Please copy out verbatim the lines of the records from the one containing "car side mirror?" through the end of the records, both included.

-- start Listed entries --

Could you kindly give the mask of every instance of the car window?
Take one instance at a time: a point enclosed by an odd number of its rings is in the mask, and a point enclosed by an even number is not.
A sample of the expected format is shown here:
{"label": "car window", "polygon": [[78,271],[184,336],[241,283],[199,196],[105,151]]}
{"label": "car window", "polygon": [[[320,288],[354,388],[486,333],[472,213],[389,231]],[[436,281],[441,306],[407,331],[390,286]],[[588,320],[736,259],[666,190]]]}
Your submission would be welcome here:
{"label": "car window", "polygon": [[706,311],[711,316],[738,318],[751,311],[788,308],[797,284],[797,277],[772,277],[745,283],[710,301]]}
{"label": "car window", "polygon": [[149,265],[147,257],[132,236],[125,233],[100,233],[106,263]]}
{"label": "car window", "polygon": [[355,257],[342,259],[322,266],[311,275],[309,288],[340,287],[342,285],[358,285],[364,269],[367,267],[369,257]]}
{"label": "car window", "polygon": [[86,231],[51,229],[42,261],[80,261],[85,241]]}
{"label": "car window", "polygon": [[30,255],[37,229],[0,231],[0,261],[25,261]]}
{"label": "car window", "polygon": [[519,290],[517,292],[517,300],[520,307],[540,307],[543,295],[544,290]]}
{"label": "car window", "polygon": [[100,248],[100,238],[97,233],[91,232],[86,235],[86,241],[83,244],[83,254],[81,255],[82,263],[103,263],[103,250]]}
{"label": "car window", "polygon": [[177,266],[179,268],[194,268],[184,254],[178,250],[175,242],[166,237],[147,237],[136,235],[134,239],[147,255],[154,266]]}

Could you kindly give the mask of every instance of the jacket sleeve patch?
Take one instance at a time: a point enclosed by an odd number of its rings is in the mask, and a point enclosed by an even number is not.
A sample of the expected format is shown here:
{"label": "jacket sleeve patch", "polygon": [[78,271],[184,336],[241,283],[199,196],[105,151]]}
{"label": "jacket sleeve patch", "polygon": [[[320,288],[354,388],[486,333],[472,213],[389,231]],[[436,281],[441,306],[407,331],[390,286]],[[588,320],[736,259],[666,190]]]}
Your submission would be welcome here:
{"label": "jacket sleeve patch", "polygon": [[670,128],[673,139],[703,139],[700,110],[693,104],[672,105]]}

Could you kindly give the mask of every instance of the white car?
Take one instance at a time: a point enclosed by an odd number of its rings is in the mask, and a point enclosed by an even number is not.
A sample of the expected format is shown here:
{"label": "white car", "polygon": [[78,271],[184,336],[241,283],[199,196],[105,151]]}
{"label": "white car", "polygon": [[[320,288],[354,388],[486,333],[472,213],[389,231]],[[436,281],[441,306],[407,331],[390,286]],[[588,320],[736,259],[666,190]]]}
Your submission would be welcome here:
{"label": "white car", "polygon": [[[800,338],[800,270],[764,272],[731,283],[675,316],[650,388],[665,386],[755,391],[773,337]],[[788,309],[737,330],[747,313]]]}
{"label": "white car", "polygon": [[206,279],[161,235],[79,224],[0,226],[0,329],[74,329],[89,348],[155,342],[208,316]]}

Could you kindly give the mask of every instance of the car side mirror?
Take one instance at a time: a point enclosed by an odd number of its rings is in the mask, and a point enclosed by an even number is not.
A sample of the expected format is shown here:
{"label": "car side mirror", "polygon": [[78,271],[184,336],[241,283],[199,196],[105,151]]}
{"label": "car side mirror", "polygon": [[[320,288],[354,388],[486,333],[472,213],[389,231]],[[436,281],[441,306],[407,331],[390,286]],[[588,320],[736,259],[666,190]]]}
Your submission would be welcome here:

-- end Listed entries --

● **Final result**:
Could you kindly give the mask of every instance of the car side mirror?
Take one instance at a time: a point enclosed by an odd number of its rings is in the mask, and a point enclosed by an even number is not.
A sample of the expected format is shown here:
{"label": "car side mirror", "polygon": [[78,271],[184,336],[241,283],[199,196],[105,151]]}
{"label": "car side mirror", "polygon": [[[320,288],[354,388],[486,333],[472,213],[389,231]],[[436,281],[441,306],[407,331],[390,286]],[[588,320],[736,259],[666,190]]]}
Your submission would be welcome here:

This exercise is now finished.